***** DATA SHOWN

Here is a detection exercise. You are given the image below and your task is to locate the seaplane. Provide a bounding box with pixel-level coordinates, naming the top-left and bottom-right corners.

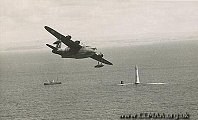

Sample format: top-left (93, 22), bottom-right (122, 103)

top-left (44, 26), bottom-right (113, 68)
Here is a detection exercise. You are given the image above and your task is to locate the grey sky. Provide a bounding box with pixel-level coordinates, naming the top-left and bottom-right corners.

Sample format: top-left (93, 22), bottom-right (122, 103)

top-left (0, 0), bottom-right (198, 50)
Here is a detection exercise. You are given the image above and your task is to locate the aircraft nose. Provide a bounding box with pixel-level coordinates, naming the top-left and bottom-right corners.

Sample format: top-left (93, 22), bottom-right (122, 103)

top-left (91, 48), bottom-right (97, 51)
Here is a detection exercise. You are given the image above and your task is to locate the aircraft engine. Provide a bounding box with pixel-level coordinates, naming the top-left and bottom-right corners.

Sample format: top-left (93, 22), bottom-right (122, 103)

top-left (75, 40), bottom-right (80, 45)
top-left (98, 53), bottom-right (104, 57)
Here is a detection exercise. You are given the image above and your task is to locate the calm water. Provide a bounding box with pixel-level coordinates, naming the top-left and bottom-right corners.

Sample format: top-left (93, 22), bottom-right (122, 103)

top-left (0, 41), bottom-right (198, 120)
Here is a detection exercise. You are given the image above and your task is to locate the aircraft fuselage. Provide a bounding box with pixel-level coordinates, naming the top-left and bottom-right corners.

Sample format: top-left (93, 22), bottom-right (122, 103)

top-left (52, 46), bottom-right (96, 59)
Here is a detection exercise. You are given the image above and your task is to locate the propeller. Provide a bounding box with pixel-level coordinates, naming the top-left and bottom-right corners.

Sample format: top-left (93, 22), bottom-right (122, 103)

top-left (98, 53), bottom-right (104, 57)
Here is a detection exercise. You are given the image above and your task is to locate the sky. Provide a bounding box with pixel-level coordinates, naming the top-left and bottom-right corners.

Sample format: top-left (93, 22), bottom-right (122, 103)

top-left (0, 0), bottom-right (198, 51)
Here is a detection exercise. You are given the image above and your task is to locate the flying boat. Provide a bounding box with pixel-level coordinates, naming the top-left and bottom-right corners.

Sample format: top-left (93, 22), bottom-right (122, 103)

top-left (45, 26), bottom-right (113, 68)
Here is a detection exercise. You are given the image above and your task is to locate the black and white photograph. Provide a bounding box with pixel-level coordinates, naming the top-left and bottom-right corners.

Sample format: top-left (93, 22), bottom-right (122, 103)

top-left (0, 0), bottom-right (198, 120)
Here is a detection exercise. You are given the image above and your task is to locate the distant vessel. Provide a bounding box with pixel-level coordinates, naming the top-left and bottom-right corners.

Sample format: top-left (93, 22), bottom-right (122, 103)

top-left (44, 80), bottom-right (61, 85)
top-left (135, 66), bottom-right (140, 84)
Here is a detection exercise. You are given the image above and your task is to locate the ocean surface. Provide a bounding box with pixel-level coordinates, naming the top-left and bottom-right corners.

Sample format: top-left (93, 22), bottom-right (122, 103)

top-left (0, 41), bottom-right (198, 120)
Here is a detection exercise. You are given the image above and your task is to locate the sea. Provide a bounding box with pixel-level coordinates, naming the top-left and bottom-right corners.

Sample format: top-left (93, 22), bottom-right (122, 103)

top-left (0, 41), bottom-right (198, 120)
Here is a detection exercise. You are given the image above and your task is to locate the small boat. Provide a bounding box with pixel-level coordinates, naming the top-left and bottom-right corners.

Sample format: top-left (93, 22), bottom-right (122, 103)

top-left (135, 66), bottom-right (140, 84)
top-left (44, 80), bottom-right (61, 85)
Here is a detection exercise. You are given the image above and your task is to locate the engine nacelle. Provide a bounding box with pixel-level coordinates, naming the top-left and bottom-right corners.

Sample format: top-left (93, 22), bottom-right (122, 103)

top-left (65, 35), bottom-right (71, 40)
top-left (98, 53), bottom-right (104, 57)
top-left (75, 40), bottom-right (80, 45)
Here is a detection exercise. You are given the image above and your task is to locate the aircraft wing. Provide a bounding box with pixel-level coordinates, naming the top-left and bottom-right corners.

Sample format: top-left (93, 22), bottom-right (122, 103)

top-left (45, 26), bottom-right (82, 50)
top-left (91, 54), bottom-right (113, 65)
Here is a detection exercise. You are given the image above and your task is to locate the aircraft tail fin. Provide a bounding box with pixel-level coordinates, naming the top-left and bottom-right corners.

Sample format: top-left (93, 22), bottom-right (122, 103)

top-left (53, 39), bottom-right (61, 49)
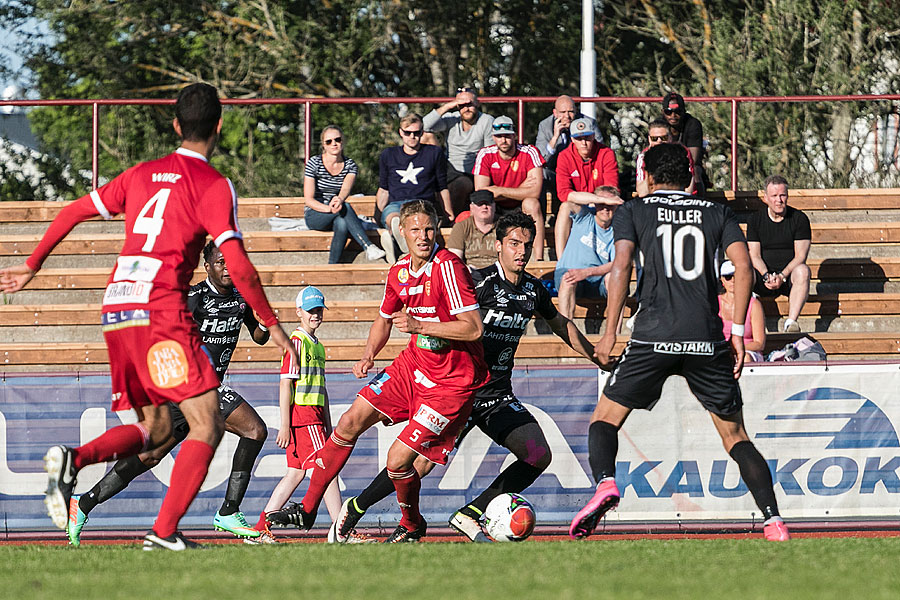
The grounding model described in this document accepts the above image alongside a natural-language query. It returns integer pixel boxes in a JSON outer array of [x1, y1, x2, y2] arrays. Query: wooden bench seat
[[0, 332, 900, 370]]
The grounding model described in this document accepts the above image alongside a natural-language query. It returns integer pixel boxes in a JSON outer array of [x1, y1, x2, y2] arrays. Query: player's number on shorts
[[656, 223, 704, 281], [132, 188, 172, 252]]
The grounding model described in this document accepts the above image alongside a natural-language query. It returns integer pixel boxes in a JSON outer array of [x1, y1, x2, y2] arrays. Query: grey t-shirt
[[422, 109, 494, 173]]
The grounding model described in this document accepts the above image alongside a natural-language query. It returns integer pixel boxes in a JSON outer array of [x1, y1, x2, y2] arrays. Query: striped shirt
[[303, 154, 359, 204]]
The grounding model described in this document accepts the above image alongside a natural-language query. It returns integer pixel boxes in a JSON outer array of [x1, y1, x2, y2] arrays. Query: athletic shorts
[[359, 357, 474, 465], [286, 423, 328, 470], [169, 383, 246, 442], [103, 310, 219, 410], [603, 340, 743, 416], [456, 394, 537, 447]]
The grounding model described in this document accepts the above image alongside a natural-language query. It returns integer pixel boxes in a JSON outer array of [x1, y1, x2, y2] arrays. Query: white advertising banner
[[599, 364, 900, 521]]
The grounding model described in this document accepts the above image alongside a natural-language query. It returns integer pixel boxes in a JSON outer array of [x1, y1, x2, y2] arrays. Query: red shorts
[[103, 310, 219, 411], [287, 423, 328, 471], [359, 356, 475, 465]]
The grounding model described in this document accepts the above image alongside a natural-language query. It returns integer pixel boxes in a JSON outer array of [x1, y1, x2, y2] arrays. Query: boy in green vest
[[253, 286, 352, 544]]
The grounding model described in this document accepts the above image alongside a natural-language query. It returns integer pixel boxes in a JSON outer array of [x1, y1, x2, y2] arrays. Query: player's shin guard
[[301, 432, 356, 514], [388, 467, 422, 531], [153, 440, 215, 538], [78, 454, 150, 514], [73, 423, 150, 470], [588, 421, 619, 483], [729, 441, 778, 520], [219, 438, 263, 517]]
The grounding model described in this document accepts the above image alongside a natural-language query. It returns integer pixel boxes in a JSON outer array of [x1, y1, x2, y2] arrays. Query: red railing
[[0, 94, 900, 191]]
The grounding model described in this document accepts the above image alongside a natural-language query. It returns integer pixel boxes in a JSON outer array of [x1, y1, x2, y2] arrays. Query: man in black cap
[[662, 92, 706, 195]]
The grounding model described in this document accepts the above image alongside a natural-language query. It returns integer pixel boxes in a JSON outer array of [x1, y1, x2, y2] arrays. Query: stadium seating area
[[0, 189, 900, 371]]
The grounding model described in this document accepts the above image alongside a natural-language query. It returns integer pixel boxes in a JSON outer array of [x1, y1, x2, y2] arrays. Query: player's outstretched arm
[[353, 315, 392, 379], [594, 240, 634, 367]]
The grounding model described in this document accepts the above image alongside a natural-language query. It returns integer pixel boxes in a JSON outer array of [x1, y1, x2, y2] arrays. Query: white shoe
[[366, 244, 385, 260]]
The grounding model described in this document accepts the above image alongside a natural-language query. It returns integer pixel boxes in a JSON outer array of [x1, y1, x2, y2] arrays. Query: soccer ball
[[484, 494, 536, 542]]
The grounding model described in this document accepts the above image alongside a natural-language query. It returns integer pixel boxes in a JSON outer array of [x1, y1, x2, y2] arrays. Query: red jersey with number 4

**********

» **WHAT NEEDS TO BE DONE**: Render the material from the line with "the aircraft tail" up to and including the line with "[[303, 154, 359, 204]]" as a two-column CSV with the header input,output, giving one row for each text and its answer, each in a single quoted field with line breaks replaced by spaces. Leave the pictures out.

» **SOLVED PROBLEM**:
input,output
"Here is a detection exercise. You are given the image above and your task is to locate the aircraft tail fin. Provide a bounding box with pixel-level coordinates, naming the top-left and bottom-right corners. Sample format: top-left (93, 22), bottom-right (122, 103)","top-left (53, 39), bottom-right (61, 49)"
"The grounding model described in this document accepts the above image alongside a natural-language query. It returns integer pixel boxes in a JSON outer array of [x1, y1, x2, y2] arrays. Query: wooden bench seat","[[0, 332, 900, 370]]"
"The grounding model described in this document accepts the above image alongside a natural-language query. It returns integer pixel boxes in a JSON outer array of [x1, y1, x2, y2] arrays. Query: player's number on shorts","[[656, 223, 704, 281], [132, 188, 172, 252]]"
"The grounding model described in this document accepts the above image alongside a natural-language query. It returns integer pixel boxes in a JSON outer array of [x1, y1, x2, y2] arrays. Query: grey t-shirt","[[422, 109, 494, 173]]"
"The grounding model described in this document accepts the above image alongside a natural-language query. It returns integer pixel boxes in a JSON outer array of [x1, y1, x2, y2] arrays. Query: striped shirt","[[303, 154, 359, 204]]"